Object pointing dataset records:
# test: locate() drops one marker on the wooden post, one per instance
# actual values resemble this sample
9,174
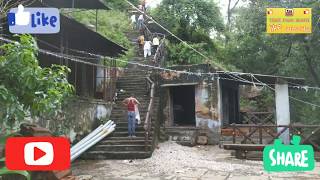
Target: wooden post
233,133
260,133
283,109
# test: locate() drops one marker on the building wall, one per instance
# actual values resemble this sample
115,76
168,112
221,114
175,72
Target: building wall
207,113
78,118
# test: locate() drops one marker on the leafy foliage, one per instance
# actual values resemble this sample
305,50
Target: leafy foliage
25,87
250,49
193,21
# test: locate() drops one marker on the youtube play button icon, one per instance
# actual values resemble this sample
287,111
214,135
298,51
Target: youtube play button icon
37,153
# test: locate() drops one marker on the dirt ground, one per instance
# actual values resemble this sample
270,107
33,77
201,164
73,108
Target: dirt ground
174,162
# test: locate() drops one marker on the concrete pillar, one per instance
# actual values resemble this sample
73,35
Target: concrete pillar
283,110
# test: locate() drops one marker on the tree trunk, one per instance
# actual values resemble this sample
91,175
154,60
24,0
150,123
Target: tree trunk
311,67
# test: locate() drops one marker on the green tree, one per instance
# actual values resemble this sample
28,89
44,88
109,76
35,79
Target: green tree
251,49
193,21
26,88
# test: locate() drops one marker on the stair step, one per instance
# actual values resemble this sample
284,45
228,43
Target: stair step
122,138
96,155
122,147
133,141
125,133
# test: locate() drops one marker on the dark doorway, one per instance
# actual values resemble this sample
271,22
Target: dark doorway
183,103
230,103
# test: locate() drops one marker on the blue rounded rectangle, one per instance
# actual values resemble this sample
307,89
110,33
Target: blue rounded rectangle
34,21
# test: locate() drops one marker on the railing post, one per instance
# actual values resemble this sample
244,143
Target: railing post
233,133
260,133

---

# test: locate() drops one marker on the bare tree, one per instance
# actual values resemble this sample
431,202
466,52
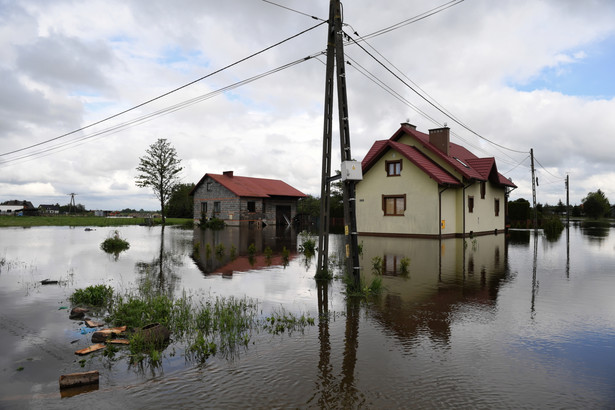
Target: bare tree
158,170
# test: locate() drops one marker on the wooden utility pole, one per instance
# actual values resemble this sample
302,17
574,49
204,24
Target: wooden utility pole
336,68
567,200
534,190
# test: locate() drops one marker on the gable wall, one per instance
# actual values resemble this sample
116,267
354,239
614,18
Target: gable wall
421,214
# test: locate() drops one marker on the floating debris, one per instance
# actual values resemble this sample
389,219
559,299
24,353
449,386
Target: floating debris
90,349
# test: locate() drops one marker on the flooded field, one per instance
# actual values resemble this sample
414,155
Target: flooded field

---

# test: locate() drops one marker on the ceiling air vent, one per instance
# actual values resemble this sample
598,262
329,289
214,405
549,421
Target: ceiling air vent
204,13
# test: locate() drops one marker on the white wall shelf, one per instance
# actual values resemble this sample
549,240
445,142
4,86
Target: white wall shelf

THE TASK |
Quote verbatim the lines of the records above, from the line with "# test: locate() drops one marker on the floating" up to and including the line with "Target: flooded field".

EXERCISE SOLUTION |
# test: locate() drops one marker on the floating debris, one per instance
# actual values resemble this sample
389,219
559,299
24,353
449,386
Target: floating debris
90,349
# test: locate() drops one marker on the flooded field, one per instance
# actual values resemble this sample
414,155
Target: flooded field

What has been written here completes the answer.